## TASKS FOR THIS EXERCISE
[A] According to the Have Your Say post, when will the live on-air debate take place?
[B] Count the lines in the entries that contain the word "green", treating case as significant. Reply with the number only.
:: QUOTED TEXT ::
BBC Africa HYS Team | 17:18 UK time, Monday, 21 February 2011

On Africa Have Your say we'll be discussing the ongoing protests across parts of North Africa and beyond.

If you take one look at the international news, it is still littered with stories of protest from across Africa and the Middle East. Libya, Morrocco, Dijbouti and Ivory Coast are all experiencing this upheaval.  There are also rumbles of discontent in Algeria and Gabon.  We'll be asking how representative these protests are of the general feeling in these countries. 

If you would like to debate this topic LIVE on air on Tuesday 22nd February at 1600 GMT, please include a telephone number. It will not be published. 



  • Comment number 1.

    The people of the nations that are currently witnessing the upheaval, and others still on the line, have been crying for political change for decades and relied upon the West for such ambitions to be achieved. They could not think of these protests before as they would risk their lives, and have not had the right to assemble and protest freely.
    So what has changed now? The economic crisis in the world today has brought the corruption of those regimes to the shore. While the average people of those countries cannot afford the bread, their leaders embezzled billions of dollars and saved it in foreign banks. The development of the internet social networks has made civilian organization possible and the free flow of information so easily. Secondly, people have despaired from the “rhetoric” democracy calls of the West, who put their national interests before the human rights of others as in the cases of Libya and Egypt and therefore, decided to address the issue locally. When Tunisians succeeded in their mission of dethroning the ruthless dictator, there has been a domino effect in other countries. It is a new beginning of a new world. But if Libya descends into Civil War as Qadafi’s son warns, this would likely halt the Jasmine revolution as revolutionists would think twice before embarking on a revolution.
:::
:: DATA SECTION ::
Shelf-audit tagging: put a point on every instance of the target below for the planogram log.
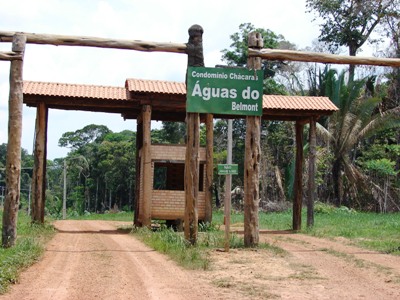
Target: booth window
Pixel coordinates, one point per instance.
(170, 176)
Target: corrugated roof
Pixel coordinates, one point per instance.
(155, 86)
(74, 90)
(270, 102)
(278, 102)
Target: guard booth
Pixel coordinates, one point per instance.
(167, 178)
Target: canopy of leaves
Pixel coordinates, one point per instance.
(348, 22)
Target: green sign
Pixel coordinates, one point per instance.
(231, 169)
(224, 91)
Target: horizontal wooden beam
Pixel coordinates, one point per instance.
(86, 41)
(10, 56)
(278, 54)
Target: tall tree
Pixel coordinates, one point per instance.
(349, 22)
(356, 120)
(237, 54)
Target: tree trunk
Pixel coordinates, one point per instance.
(13, 161)
(147, 170)
(39, 171)
(352, 68)
(195, 59)
(209, 167)
(252, 159)
(311, 173)
(298, 179)
(139, 144)
(337, 182)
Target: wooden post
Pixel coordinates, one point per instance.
(311, 172)
(298, 177)
(252, 159)
(209, 166)
(13, 161)
(39, 171)
(195, 59)
(146, 164)
(139, 144)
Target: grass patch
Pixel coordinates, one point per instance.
(165, 240)
(109, 216)
(378, 232)
(29, 247)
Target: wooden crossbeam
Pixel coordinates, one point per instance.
(86, 41)
(10, 56)
(278, 54)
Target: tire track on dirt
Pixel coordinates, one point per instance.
(91, 260)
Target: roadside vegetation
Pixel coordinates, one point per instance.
(29, 247)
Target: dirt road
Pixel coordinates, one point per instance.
(92, 260)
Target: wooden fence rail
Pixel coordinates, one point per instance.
(65, 40)
(278, 54)
(10, 56)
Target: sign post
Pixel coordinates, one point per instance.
(224, 91)
(228, 170)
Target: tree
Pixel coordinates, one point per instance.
(349, 23)
(237, 55)
(356, 120)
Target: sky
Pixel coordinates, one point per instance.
(150, 20)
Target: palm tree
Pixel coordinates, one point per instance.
(356, 120)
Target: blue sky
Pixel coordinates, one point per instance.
(161, 21)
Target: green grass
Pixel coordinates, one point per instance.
(30, 243)
(111, 216)
(379, 232)
(174, 245)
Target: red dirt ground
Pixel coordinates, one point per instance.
(92, 260)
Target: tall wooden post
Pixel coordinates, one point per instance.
(252, 159)
(195, 59)
(39, 171)
(311, 172)
(298, 177)
(13, 162)
(139, 145)
(209, 167)
(146, 165)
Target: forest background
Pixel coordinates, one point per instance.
(358, 157)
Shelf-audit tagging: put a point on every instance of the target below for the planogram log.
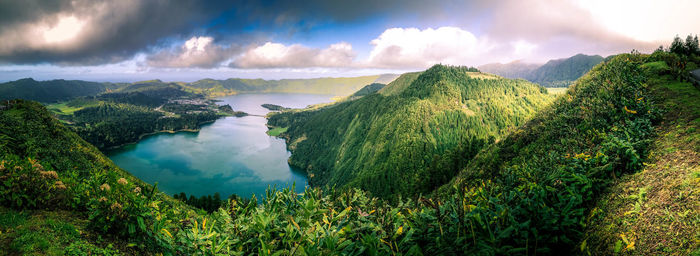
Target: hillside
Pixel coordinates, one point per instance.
(548, 174)
(562, 72)
(412, 140)
(332, 86)
(513, 70)
(52, 91)
(554, 73)
(609, 160)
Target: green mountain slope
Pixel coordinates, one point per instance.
(368, 89)
(554, 73)
(334, 86)
(566, 182)
(46, 166)
(515, 69)
(562, 72)
(52, 91)
(537, 186)
(413, 140)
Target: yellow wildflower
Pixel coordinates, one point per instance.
(59, 185)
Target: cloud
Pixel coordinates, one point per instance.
(200, 52)
(275, 55)
(415, 48)
(83, 32)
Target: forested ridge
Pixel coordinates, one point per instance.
(609, 168)
(414, 140)
(554, 73)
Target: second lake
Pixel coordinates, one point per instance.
(233, 155)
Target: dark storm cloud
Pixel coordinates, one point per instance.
(112, 31)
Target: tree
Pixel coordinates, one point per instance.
(677, 46)
(691, 45)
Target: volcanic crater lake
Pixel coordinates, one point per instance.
(233, 155)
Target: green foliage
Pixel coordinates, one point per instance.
(51, 91)
(413, 140)
(688, 48)
(208, 203)
(368, 89)
(335, 86)
(542, 178)
(81, 248)
(108, 125)
(562, 72)
(527, 193)
(554, 73)
(273, 107)
(26, 184)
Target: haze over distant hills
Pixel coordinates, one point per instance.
(62, 90)
(554, 73)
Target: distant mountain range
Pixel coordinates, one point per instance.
(63, 90)
(554, 73)
(411, 135)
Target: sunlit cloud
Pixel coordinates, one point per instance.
(413, 47)
(67, 28)
(196, 52)
(276, 55)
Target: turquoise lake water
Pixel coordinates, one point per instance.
(233, 155)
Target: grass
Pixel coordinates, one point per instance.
(657, 211)
(63, 108)
(49, 233)
(277, 131)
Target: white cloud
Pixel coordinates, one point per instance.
(415, 48)
(275, 55)
(195, 52)
(645, 20)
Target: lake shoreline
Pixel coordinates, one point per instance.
(142, 136)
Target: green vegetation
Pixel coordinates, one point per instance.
(563, 72)
(273, 107)
(109, 125)
(655, 211)
(334, 86)
(52, 91)
(610, 167)
(208, 203)
(277, 131)
(368, 89)
(414, 140)
(554, 73)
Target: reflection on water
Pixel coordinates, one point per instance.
(232, 155)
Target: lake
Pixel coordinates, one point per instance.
(233, 155)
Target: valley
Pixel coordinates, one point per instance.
(349, 128)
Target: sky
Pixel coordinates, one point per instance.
(188, 40)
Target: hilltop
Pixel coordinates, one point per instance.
(410, 136)
(554, 73)
(609, 160)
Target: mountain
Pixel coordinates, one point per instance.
(594, 172)
(368, 89)
(413, 135)
(65, 90)
(53, 90)
(515, 69)
(333, 86)
(609, 168)
(562, 72)
(554, 73)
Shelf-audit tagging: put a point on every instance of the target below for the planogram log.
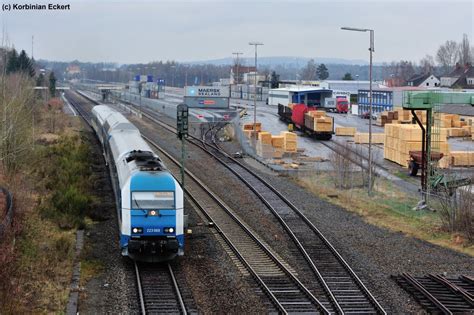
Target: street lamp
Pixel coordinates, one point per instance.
:::
## SOLUTIONS IN ORDER
[A] Tuesday 22nd February at 1600 GMT.

[B] 5